= TASK DESCRIPTION =
Render as a numbered list the lines of data starting with the line containing "For the benchmark, spot each instance of the woman's face" and going on through the end of the data, leaving out any blank lines.

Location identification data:
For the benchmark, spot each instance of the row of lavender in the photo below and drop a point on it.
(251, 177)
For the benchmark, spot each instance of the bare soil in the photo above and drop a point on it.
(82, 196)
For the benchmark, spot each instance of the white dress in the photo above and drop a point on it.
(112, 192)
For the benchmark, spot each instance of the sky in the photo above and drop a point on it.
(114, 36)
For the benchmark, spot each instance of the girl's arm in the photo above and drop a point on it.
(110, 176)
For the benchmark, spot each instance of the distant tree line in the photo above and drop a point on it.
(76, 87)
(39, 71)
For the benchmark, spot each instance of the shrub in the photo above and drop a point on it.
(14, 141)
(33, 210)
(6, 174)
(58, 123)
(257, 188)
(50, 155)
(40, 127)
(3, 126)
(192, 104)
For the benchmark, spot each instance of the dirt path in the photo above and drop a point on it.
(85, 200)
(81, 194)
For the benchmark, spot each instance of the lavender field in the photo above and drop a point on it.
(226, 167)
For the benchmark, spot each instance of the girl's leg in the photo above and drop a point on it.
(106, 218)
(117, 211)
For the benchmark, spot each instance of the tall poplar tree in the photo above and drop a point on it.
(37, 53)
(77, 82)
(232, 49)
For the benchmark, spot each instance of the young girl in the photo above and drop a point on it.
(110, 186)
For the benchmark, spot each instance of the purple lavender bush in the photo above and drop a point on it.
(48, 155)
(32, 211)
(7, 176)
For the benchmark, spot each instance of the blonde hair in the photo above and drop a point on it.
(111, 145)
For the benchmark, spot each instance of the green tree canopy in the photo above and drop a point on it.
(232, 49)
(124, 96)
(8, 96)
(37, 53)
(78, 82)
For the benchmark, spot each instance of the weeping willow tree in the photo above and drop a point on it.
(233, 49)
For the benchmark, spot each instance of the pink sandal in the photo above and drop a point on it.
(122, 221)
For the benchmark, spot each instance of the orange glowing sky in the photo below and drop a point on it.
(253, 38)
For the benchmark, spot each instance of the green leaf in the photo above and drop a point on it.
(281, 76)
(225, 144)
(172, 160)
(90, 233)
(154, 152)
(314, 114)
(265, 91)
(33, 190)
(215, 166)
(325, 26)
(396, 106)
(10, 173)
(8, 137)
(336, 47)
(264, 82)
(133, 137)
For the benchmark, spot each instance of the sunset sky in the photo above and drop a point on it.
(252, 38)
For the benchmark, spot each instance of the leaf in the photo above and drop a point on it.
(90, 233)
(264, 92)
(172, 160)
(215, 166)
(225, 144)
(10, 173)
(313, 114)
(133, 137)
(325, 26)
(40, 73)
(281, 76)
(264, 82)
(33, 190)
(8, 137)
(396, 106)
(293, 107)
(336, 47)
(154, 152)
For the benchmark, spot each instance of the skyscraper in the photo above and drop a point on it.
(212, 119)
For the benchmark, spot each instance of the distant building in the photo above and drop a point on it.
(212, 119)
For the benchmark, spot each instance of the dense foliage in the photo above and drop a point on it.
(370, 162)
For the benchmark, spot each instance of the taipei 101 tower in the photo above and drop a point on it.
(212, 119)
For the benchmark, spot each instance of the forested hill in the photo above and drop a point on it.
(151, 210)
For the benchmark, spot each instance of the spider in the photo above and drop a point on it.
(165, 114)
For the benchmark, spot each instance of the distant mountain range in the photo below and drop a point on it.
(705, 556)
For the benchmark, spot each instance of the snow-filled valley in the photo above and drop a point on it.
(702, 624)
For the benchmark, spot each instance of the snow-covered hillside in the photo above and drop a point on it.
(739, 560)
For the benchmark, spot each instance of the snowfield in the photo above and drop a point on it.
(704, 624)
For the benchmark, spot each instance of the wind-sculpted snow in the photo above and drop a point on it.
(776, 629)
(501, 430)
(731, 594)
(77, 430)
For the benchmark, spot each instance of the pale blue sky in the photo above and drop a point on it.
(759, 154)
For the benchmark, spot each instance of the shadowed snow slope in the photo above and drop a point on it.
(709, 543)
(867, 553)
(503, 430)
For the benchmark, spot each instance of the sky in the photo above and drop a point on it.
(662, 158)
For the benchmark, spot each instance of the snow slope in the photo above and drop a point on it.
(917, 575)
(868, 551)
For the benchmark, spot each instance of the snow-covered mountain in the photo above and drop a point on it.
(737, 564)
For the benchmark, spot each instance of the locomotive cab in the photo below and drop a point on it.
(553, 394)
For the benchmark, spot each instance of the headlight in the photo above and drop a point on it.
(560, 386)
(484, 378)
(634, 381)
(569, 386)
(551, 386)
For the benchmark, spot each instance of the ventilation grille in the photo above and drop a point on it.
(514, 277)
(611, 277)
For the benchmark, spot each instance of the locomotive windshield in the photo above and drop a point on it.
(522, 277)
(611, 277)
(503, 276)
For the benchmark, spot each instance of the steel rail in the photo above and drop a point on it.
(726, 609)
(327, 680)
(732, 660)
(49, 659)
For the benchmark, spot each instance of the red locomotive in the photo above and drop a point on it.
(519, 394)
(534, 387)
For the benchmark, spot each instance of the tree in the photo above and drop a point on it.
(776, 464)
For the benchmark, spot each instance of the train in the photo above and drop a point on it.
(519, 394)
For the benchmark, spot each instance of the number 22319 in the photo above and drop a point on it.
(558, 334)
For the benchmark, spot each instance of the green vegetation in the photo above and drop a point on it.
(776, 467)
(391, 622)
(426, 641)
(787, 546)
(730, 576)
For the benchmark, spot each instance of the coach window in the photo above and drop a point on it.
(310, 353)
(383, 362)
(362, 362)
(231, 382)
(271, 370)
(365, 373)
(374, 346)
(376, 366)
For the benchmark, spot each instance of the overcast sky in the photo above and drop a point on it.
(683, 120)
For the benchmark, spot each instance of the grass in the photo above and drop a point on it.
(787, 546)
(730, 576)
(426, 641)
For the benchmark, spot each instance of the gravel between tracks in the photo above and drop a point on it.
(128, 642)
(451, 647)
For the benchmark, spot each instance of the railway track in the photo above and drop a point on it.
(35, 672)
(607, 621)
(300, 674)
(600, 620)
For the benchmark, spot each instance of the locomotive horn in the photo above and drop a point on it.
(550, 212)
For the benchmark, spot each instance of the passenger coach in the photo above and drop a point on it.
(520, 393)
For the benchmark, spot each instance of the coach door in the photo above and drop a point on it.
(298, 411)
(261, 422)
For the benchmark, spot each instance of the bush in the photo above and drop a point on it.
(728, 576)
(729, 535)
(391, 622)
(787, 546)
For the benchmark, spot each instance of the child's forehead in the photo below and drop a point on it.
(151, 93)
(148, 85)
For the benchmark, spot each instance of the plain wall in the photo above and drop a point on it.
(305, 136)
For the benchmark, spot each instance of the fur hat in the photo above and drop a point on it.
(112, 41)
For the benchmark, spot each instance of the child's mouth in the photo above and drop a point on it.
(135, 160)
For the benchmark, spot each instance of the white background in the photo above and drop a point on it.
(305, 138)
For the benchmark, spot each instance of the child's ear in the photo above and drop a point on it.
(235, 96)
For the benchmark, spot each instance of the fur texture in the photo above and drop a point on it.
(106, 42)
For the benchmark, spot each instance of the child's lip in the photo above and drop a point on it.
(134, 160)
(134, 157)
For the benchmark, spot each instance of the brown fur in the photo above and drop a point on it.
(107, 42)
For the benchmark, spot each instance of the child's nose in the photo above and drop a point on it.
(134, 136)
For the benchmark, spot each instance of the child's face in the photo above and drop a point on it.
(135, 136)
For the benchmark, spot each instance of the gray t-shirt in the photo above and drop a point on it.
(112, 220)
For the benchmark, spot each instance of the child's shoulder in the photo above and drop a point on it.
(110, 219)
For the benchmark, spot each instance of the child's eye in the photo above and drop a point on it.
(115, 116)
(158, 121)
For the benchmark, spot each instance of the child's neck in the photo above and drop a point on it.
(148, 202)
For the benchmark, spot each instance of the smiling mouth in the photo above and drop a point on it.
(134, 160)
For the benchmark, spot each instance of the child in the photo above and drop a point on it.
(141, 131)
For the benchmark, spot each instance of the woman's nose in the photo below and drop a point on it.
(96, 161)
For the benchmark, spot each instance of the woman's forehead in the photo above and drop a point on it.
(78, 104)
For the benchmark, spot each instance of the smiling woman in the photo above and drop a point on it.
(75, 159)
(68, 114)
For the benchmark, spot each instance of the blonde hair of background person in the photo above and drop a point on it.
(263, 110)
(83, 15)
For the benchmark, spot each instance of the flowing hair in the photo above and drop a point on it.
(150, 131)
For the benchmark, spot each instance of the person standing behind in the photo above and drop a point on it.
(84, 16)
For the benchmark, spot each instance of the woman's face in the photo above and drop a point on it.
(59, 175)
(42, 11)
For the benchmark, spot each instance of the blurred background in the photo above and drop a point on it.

= RESPONSE TO THE EXERCISE =
1. For the benchmark, spot each instance of the woman's face in the photo above and drop a point on it.
2. (59, 175)
3. (42, 11)
4. For the benchmark, spot each instance of the blurred background in the photo above and drop a point on it.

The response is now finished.